• _Amaç 1_: Makalenin "BAYROU’NUN MANEVRA ALANI" sözlerinden "ataması çağrısında bulundu." sözlerine kadar uzanan kısmının tamamını, "Ulusal Meclis" ifadesini "Parlamento" ile değiştirerek yeniden yazın.

BAYROU’NUN MANEVRA ALANI SIFIR
Başbakan’ın beklenen düşüşü, esasen Fransa’yı 2024’teki fesihten bu yana içine hapseden siyasi çıkmazı ortaya koyuyor. Ulusal Meclis üç blok arasında bölünmüş durumda - sol, makronistler/merkez ve aşırı sağ - ve istikrarlı bir çoğunluk çıkmıyor. Michel Barnier üç ayda devrilmişti; Bayrou’nun da aynı akıbete uğraması an meselesi. 1958’de hükümetlerin sürekli değişimini önlemek için tasarlanan Beşinci Cumhuriyet’in kurumsal mekanizması, gözlerimizin önünde kilitleniyor.
Sosyalist kanatta dahi yardım eli yok; eski Cumhurbaşkanı François Hollande, yeniden sıradan bir milletvekili olarak, güven oyu vermeyeceğini duyurdu. Bayrou’nun “yöntemi”ni kınarken Emmanuel Macron’a, 8 Eylül’den hemen sonra “kompromis yapabilecek” yeni bir başbakan ataması çağrısında bulundu.

• _Eldeki Veriler_:
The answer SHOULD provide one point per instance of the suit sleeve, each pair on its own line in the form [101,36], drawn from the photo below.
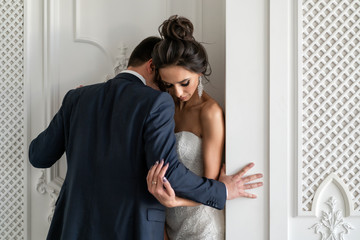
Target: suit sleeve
[49,145]
[160,143]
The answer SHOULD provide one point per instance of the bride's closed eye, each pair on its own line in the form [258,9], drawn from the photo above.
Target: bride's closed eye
[186,83]
[169,85]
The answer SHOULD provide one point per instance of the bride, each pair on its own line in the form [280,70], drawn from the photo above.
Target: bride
[183,67]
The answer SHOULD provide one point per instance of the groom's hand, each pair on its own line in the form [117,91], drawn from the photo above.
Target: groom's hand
[237,184]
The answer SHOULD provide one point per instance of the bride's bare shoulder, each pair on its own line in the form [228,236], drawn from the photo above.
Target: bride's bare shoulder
[211,109]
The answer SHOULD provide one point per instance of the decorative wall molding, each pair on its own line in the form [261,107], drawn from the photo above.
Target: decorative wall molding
[80,37]
[333,178]
[43,187]
[13,197]
[328,99]
[332,225]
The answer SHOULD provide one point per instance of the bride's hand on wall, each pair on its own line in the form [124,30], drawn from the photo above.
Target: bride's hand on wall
[237,184]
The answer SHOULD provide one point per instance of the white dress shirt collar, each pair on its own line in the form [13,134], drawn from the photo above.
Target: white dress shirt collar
[136,74]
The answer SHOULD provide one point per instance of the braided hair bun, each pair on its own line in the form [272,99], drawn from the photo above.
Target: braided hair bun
[178,47]
[177,28]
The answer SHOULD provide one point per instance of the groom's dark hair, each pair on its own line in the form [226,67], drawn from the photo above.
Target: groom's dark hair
[142,52]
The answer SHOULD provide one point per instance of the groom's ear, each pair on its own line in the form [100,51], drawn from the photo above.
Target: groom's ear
[150,67]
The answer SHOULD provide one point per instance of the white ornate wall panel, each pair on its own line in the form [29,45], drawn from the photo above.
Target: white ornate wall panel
[329,100]
[12,123]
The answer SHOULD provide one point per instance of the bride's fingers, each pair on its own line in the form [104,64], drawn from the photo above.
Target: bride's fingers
[253,185]
[169,190]
[162,172]
[150,173]
[150,176]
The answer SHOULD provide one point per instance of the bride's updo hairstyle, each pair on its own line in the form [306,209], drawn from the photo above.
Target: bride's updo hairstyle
[179,47]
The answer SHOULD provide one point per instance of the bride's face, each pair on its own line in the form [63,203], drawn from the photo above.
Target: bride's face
[179,82]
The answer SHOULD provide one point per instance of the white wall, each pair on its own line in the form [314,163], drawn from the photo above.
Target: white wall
[247,112]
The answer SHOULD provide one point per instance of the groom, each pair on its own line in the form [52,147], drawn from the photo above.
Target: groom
[112,133]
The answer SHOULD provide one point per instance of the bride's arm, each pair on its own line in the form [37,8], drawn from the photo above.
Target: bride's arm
[213,135]
[161,189]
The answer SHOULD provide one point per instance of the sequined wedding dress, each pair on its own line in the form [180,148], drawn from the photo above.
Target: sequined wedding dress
[193,223]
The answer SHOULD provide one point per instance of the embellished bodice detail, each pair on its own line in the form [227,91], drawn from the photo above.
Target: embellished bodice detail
[193,223]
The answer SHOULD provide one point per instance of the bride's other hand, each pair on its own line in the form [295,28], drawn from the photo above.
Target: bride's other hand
[237,184]
[158,185]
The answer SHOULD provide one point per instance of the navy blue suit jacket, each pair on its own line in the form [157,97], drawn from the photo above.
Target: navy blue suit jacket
[112,133]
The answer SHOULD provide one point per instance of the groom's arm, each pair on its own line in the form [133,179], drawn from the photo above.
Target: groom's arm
[160,142]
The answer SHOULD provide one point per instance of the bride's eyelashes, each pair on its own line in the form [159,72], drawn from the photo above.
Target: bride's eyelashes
[169,85]
[186,83]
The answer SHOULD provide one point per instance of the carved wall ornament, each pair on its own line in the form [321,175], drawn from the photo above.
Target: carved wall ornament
[43,188]
[328,98]
[13,165]
[121,61]
[332,225]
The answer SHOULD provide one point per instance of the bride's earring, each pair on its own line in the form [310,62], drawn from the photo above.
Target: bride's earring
[200,86]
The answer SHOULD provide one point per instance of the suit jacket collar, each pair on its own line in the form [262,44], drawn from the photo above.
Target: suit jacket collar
[136,74]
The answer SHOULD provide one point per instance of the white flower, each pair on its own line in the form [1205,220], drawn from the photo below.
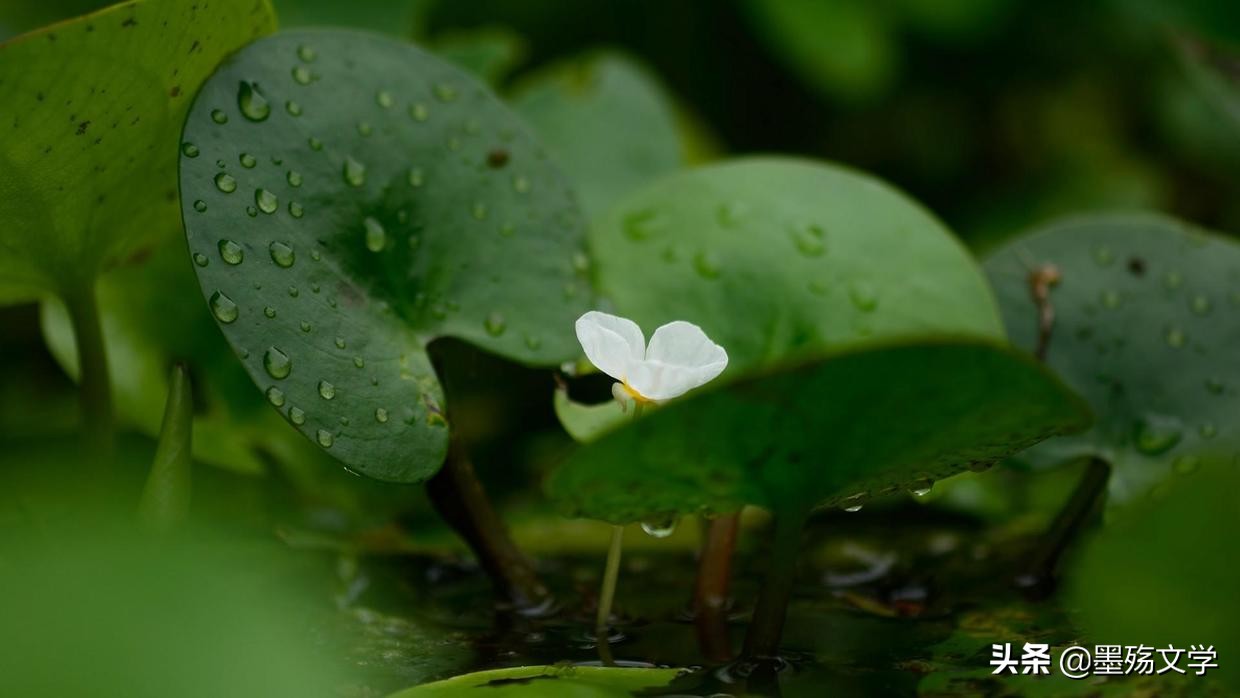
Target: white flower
[680,356]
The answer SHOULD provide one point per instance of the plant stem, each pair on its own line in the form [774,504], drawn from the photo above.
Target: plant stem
[766,629]
[711,589]
[166,496]
[94,386]
[460,500]
[608,593]
[1039,575]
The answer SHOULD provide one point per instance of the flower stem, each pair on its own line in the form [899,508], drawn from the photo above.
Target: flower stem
[1038,578]
[94,386]
[458,496]
[165,500]
[608,593]
[766,629]
[711,589]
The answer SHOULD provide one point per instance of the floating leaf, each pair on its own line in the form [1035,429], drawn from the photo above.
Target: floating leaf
[1145,315]
[547,682]
[411,205]
[91,110]
[832,432]
[774,257]
[588,110]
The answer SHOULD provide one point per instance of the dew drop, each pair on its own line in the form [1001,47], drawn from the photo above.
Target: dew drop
[277,363]
[1157,434]
[326,391]
[231,252]
[252,103]
[495,324]
[707,264]
[661,527]
[223,308]
[226,182]
[376,237]
[265,201]
[355,172]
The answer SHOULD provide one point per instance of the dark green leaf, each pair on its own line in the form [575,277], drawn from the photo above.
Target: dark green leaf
[608,120]
[352,198]
[1145,322]
[833,432]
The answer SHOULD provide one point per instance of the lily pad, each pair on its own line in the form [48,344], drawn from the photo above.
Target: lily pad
[775,257]
[1145,330]
[822,433]
[608,120]
[548,682]
[92,109]
[350,198]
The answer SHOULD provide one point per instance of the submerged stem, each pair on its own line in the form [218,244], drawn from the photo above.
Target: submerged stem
[606,594]
[766,629]
[166,496]
[460,500]
[712,587]
[94,384]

• _Amaç 2_: Kayıtlardan "braided" dizisini içeren her satırı seçip aktarın. Büyük-küçük harf ayrımı geçerlidir.

• _Tam Cevap 1_:
BAYROU’NUN MANEVRA ALANI SIFIR
Başbakan’ın beklenen düşüşü, esasen Fransa’yı 2024’teki fesihten bu yana içine hapseden siyasi çıkmazı ortaya koyuyor. Parlamento üç blok arasında bölünmüş durumda - sol, makronistler/merkez ve aşırı sağ - ve istikrarlı bir çoğunluk çıkmıyor. Michel Barnier üç ayda devrilmişti; Bayrou’nun da aynı akıbete uğraması an meselesi. 1958’de hükümetlerin sürekli değişimini önlemek için tasarlanan Beşinci Cumhuriyet’in kurumsal mekanizması, gözlerimizin önünde kilitleniyor.
Sosyalist kanatta dahi yardım eli yok; eski Cumhurbaşkanı François Hollande, yeniden sıradan bir milletvekili olarak, güven oyu vermeyeceğini duyurdu. Bayrou’nun “yöntemi”ni kınarken Emmanuel Macron’a, 8 Eylül’den hemen sonra “kompromis yapabilecek” yeni bir başbakan ataması çağrısında bulundu.

• _Tam Cevap 2_:
The answer SHOULD provide one point per instance of the braided hair bun, each pair on its own line in the form [272,99], drawn from the photo above.
Target: braided hair bun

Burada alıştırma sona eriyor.